++++ DATASET RECORDS

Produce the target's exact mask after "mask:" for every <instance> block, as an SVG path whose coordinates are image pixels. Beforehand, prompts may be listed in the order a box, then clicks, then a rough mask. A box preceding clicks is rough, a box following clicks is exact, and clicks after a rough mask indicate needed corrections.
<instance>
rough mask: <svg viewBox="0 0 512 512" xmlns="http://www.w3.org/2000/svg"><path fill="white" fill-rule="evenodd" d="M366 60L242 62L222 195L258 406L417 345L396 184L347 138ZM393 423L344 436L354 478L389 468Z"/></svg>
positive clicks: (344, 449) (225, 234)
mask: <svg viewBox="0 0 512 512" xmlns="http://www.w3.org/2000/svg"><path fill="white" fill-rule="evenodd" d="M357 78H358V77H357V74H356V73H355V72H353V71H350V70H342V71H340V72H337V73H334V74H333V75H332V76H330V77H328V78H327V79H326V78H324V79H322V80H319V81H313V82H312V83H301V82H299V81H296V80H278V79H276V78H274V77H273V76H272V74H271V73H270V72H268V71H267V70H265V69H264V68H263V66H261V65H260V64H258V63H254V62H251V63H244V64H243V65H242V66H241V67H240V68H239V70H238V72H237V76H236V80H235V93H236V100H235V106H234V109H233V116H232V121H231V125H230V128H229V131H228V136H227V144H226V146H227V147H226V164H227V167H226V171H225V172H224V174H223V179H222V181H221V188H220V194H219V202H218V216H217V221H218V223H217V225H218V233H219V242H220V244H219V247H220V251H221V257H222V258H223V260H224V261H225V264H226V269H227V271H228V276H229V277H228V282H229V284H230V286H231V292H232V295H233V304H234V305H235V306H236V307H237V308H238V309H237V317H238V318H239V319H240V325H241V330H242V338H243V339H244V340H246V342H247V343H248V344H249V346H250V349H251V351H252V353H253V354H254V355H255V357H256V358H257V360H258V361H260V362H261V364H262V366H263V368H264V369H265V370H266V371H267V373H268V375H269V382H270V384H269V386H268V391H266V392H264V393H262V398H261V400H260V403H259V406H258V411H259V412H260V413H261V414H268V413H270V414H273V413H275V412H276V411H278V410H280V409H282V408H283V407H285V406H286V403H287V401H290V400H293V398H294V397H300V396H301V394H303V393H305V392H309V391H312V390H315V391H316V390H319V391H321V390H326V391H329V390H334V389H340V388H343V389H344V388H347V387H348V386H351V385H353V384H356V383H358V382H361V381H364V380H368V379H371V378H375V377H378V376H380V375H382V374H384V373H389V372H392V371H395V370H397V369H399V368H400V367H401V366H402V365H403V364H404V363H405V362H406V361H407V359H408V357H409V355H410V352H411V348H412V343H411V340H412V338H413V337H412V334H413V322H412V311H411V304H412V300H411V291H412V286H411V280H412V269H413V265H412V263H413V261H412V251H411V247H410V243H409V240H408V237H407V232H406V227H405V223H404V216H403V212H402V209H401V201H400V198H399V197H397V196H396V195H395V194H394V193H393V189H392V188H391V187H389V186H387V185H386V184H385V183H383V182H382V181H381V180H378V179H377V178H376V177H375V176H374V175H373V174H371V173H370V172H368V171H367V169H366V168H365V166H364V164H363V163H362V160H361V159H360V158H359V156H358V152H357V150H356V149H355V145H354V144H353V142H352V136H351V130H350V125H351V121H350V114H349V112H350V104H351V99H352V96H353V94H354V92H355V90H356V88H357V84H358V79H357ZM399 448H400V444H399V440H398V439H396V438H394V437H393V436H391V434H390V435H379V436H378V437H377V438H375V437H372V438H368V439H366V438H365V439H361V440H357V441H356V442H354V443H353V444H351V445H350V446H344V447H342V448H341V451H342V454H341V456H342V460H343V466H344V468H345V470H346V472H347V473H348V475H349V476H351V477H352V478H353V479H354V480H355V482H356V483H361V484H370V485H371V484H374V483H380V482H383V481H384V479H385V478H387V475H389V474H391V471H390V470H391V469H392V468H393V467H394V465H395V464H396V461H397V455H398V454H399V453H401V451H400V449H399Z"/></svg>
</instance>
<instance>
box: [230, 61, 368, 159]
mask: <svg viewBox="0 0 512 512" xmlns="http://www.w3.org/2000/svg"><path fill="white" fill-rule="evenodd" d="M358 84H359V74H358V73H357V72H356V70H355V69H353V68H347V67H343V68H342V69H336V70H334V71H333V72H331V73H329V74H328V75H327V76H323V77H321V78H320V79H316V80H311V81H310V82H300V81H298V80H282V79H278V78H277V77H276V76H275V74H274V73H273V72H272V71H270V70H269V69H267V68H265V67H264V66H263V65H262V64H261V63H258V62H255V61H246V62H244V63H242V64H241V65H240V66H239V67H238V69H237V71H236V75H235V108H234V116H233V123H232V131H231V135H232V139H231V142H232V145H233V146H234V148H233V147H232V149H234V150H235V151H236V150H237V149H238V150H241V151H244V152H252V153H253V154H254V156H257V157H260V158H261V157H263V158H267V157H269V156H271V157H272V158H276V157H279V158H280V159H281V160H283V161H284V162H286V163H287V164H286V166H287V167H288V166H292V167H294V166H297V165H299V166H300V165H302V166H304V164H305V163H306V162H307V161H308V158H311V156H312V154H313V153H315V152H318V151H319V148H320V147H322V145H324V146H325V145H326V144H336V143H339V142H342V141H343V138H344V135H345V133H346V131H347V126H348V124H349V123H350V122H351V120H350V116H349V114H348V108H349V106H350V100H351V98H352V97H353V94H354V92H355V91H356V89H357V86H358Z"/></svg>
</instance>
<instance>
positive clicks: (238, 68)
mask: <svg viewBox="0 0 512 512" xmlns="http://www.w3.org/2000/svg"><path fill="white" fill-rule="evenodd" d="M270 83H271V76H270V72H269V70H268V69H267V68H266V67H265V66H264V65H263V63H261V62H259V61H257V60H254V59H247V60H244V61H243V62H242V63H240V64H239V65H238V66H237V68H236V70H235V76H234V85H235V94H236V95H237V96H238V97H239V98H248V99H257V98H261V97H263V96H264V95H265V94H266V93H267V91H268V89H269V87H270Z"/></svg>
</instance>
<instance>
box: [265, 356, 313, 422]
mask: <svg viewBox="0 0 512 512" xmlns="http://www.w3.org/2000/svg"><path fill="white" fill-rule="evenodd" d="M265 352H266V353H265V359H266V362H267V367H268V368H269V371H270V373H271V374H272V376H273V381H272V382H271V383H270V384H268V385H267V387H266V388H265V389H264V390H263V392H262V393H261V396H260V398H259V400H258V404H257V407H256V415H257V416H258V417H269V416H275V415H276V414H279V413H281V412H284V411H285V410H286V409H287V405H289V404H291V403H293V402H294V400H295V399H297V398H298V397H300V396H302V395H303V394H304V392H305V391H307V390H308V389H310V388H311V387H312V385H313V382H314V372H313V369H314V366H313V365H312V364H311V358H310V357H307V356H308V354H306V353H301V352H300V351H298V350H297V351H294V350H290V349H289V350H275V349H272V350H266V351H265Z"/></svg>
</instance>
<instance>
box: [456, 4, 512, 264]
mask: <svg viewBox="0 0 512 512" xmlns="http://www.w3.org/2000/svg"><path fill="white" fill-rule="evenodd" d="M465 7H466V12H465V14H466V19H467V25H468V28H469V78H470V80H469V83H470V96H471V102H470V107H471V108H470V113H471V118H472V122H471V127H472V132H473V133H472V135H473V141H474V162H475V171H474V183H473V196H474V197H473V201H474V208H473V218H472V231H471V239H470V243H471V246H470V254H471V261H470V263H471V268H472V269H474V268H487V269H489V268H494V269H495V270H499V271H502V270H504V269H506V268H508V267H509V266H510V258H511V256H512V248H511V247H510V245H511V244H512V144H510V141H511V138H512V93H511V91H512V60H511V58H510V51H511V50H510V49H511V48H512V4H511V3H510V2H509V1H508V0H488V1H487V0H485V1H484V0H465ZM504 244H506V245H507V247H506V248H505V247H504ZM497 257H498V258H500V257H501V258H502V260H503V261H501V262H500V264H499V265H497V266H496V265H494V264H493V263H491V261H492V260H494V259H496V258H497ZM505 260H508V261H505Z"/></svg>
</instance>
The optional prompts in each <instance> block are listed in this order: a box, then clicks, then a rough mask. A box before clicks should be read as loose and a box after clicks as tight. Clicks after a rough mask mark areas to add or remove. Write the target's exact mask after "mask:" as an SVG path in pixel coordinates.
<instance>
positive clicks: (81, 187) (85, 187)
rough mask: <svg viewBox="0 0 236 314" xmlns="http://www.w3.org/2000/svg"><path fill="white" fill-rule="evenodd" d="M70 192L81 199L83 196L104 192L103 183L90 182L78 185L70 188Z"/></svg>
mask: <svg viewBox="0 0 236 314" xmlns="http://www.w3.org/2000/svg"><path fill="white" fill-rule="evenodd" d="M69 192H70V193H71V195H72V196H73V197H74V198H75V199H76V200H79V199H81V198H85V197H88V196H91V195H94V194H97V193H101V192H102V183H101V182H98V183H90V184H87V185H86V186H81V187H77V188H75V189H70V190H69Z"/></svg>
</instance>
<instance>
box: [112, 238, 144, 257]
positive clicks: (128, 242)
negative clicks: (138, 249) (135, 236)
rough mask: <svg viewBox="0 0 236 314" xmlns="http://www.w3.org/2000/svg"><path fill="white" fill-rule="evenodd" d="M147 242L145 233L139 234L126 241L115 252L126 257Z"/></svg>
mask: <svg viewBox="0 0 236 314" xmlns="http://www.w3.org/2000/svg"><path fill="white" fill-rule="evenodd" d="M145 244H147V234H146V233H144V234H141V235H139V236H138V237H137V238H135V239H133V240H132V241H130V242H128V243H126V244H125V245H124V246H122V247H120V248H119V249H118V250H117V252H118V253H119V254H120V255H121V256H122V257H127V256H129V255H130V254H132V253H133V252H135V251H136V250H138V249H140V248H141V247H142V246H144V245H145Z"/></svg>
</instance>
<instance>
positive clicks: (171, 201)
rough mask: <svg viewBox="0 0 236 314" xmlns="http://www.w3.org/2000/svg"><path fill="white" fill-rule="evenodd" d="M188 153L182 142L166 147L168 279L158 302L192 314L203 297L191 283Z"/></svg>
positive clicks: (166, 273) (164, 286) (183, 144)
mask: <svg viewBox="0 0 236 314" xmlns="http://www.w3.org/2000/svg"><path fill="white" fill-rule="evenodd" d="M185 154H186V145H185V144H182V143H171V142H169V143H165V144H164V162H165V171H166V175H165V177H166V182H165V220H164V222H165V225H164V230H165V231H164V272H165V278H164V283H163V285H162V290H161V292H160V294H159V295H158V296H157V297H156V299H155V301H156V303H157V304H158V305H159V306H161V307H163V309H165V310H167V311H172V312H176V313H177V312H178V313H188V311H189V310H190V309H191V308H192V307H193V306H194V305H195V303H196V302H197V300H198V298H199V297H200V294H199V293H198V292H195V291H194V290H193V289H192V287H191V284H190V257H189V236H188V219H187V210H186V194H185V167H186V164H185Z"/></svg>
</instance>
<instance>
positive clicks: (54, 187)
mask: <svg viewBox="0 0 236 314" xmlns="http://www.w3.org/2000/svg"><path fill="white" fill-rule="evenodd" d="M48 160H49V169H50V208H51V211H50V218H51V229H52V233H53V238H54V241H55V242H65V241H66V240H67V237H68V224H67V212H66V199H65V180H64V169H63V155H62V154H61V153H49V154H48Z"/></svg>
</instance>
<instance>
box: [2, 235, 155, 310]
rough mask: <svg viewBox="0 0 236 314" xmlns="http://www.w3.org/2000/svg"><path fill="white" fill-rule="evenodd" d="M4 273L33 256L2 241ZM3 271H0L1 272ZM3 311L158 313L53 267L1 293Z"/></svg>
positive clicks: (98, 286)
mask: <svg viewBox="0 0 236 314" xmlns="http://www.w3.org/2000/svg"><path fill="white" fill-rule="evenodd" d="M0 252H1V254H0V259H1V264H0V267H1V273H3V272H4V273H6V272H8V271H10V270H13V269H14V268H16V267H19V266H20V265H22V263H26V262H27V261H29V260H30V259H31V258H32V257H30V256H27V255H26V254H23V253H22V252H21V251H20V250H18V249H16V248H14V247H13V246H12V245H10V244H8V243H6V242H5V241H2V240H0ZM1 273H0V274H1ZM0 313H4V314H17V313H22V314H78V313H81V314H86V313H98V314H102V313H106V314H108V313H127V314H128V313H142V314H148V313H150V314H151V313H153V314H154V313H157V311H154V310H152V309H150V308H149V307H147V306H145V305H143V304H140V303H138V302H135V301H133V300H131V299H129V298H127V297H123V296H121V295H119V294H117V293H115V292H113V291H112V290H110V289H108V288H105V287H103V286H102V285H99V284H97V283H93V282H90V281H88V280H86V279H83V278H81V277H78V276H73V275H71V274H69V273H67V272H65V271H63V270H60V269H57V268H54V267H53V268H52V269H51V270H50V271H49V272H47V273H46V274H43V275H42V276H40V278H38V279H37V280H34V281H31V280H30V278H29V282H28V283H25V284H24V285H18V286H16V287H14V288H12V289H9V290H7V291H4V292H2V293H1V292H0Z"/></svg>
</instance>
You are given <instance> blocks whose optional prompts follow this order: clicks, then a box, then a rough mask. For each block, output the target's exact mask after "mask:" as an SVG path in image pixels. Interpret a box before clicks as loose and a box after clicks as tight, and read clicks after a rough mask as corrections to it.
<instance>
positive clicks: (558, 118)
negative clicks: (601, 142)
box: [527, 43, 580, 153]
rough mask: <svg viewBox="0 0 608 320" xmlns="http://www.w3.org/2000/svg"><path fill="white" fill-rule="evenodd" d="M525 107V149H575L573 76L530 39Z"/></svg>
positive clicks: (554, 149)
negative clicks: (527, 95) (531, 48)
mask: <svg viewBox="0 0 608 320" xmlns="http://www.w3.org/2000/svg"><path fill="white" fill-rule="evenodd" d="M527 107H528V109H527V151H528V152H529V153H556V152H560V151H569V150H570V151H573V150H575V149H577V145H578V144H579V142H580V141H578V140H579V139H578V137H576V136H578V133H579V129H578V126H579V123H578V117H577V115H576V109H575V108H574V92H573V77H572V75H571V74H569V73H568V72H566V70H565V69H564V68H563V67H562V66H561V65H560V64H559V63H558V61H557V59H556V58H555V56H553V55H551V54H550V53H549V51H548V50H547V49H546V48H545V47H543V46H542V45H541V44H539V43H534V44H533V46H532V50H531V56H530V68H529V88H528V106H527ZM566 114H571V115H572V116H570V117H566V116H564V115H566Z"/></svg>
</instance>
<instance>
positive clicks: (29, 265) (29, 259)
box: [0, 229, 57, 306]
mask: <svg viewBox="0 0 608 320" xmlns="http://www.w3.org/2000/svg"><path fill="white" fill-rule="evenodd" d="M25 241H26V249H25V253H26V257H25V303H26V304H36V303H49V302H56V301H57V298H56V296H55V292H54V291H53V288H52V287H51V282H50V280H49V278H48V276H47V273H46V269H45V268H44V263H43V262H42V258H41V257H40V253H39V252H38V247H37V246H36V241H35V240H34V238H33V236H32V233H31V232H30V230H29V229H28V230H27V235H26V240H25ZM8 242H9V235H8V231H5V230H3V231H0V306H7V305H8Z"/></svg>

++++++++

■ PROBLEM TO SOLVE
Scan the material above line by line for "this". State how many lines have it, and nothing more.

■ ANSWER SPACE
2